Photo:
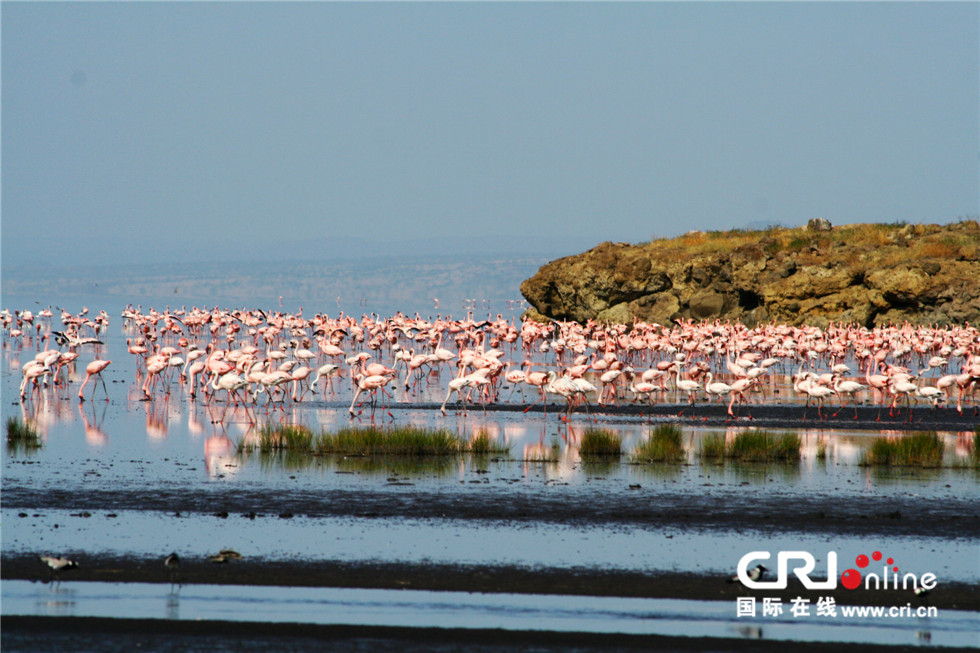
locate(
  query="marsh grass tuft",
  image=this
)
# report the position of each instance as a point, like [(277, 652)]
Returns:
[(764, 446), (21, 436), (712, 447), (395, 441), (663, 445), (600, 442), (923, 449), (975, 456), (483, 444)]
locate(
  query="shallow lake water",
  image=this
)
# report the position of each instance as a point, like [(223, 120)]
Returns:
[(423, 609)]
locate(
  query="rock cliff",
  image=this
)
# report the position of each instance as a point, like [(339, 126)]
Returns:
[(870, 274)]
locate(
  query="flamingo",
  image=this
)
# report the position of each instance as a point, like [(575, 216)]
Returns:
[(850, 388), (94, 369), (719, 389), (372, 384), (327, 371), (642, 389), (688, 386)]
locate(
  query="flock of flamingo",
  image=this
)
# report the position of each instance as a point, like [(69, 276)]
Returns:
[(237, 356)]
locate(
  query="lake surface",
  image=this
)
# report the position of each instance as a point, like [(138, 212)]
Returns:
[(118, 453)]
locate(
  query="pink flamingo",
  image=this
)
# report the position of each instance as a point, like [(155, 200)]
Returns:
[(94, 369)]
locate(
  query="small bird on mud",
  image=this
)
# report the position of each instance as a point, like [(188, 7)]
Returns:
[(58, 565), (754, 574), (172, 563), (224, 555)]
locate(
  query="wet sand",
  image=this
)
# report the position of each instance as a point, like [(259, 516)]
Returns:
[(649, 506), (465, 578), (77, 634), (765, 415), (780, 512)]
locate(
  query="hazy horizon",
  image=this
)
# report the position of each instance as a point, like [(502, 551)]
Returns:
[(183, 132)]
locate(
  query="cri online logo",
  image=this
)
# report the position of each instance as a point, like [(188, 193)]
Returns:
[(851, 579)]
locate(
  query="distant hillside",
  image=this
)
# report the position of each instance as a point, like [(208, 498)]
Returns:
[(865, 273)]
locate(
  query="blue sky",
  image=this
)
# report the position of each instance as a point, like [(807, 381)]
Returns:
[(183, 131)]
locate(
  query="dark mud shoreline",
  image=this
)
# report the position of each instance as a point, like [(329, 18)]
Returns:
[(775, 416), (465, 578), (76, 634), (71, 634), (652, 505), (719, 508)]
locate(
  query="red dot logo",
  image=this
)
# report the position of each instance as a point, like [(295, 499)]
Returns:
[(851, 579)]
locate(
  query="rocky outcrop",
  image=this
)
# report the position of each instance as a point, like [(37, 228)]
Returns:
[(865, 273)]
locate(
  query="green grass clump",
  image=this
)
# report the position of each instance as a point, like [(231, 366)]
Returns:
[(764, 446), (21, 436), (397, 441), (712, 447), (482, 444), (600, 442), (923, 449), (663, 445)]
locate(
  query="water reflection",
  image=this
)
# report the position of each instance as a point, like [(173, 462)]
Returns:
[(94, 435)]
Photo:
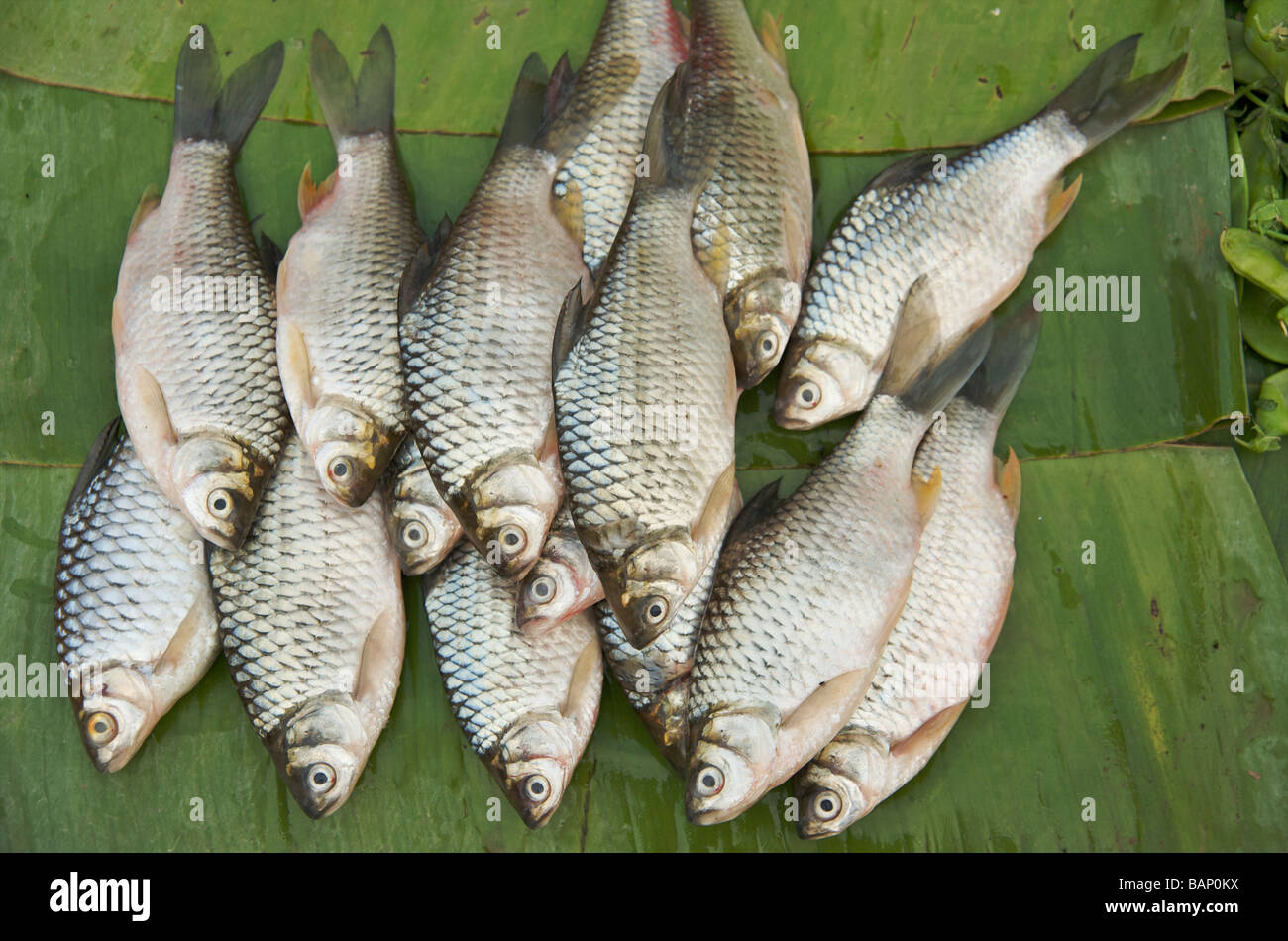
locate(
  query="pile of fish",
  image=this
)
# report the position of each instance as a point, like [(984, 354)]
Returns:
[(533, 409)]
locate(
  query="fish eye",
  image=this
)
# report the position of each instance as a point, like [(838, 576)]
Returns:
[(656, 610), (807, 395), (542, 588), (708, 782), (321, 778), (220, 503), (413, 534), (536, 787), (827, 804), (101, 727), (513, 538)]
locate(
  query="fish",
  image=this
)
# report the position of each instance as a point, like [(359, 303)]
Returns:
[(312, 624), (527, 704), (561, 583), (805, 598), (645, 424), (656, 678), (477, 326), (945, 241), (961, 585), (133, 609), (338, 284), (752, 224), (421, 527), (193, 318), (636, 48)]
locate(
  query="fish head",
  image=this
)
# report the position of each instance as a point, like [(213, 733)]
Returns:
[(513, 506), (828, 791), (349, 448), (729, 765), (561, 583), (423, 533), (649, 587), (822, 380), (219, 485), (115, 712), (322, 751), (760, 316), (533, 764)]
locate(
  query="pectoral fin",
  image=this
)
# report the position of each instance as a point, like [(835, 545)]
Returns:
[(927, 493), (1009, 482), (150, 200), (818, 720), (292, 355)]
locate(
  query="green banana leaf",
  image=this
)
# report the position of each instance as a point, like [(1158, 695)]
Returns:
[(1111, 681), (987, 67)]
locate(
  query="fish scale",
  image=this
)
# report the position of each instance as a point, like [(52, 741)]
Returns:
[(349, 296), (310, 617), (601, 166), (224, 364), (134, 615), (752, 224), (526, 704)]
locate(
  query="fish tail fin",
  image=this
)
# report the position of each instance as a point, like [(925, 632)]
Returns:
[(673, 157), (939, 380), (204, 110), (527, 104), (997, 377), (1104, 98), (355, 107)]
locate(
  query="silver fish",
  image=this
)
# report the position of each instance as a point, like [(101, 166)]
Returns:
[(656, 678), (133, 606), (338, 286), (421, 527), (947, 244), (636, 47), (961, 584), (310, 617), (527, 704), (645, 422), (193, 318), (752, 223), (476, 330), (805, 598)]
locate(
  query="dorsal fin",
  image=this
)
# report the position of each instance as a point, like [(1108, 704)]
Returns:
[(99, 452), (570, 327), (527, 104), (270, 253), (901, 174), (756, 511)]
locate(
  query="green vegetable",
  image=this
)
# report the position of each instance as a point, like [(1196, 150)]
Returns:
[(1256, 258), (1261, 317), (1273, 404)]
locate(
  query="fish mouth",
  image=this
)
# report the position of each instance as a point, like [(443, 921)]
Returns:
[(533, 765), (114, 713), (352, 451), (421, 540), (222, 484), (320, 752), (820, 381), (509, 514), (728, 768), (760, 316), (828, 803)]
- - - -
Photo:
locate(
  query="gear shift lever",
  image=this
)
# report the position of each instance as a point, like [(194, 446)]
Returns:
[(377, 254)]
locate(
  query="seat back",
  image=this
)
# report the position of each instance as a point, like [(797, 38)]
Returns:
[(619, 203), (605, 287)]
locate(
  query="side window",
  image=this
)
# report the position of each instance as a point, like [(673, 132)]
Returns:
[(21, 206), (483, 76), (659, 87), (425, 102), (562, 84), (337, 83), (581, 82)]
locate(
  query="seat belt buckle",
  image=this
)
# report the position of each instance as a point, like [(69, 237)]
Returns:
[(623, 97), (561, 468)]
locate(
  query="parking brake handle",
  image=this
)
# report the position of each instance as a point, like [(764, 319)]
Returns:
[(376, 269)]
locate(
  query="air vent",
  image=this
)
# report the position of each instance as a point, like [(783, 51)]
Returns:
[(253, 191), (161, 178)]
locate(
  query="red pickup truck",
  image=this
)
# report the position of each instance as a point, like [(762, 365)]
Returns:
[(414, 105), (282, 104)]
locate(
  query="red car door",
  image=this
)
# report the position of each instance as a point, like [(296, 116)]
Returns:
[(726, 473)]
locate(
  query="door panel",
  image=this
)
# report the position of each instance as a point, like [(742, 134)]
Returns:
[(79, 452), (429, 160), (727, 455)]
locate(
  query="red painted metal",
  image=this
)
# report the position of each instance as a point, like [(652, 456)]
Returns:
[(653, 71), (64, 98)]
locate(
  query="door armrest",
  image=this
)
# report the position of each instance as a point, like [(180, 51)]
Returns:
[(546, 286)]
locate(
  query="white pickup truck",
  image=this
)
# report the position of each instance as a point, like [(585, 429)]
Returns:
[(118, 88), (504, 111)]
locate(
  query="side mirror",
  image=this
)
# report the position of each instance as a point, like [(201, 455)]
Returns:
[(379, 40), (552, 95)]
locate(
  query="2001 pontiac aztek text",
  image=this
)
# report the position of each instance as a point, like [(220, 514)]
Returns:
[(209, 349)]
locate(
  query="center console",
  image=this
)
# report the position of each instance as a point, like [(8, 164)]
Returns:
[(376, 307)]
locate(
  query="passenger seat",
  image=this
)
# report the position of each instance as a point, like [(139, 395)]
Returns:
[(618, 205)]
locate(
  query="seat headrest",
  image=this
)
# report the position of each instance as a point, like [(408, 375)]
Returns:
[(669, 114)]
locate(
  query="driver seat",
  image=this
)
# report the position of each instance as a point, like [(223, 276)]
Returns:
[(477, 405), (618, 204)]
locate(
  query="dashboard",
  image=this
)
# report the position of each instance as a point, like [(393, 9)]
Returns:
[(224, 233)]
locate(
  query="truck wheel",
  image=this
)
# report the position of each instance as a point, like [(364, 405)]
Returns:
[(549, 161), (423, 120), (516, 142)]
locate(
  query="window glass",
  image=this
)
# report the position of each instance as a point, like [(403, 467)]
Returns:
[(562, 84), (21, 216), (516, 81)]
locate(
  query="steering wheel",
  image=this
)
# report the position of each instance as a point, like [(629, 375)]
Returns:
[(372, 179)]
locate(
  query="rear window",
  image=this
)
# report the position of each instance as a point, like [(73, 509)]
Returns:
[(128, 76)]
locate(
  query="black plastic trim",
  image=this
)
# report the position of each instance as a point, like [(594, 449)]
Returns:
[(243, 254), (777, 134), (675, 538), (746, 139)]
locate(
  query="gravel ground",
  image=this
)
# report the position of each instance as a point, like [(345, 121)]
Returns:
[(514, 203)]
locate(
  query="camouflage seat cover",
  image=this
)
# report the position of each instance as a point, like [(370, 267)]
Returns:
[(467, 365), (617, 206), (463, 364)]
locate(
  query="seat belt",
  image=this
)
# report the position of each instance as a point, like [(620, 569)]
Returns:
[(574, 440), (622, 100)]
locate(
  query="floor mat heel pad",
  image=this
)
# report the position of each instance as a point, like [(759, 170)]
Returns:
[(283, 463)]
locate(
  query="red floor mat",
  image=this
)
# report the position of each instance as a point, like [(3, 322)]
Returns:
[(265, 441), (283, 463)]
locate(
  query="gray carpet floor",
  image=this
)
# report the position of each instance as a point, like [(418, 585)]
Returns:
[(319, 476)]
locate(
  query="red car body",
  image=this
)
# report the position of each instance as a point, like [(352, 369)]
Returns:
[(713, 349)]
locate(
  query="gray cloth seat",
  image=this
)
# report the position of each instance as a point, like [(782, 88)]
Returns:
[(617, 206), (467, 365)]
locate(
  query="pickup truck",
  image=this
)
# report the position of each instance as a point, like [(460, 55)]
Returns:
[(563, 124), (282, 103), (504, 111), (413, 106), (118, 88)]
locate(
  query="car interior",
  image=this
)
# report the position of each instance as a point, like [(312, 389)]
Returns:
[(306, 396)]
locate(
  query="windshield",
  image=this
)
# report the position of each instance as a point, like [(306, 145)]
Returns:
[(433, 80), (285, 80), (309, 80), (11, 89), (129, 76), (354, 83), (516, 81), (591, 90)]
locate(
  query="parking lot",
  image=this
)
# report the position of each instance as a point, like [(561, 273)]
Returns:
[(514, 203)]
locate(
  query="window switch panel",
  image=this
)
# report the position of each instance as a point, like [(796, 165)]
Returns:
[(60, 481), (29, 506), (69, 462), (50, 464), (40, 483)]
- - - -
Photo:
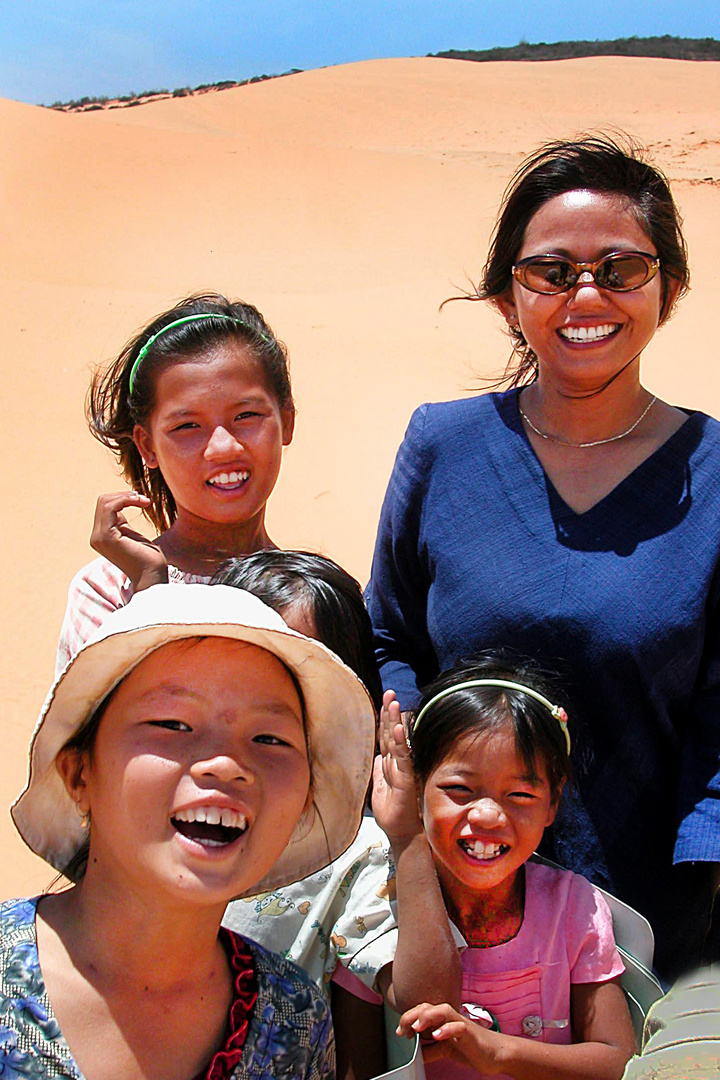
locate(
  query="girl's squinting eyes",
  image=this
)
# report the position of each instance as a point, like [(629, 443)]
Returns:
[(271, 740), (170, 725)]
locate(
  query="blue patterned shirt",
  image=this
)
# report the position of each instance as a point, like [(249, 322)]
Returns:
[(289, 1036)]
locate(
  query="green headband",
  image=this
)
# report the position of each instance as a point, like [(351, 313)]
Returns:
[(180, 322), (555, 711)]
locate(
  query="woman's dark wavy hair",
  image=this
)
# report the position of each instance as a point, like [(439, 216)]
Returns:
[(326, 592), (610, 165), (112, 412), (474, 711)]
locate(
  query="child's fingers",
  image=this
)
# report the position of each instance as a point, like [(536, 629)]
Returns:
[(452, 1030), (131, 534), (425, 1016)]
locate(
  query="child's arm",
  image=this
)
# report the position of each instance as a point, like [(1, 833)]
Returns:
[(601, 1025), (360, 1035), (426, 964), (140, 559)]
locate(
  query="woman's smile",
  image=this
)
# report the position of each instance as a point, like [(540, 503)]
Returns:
- - - -
Which lines in the data above contain the word "child"? Identify each one and copy it in full.

  query="child's fingers",
  query="child's arm",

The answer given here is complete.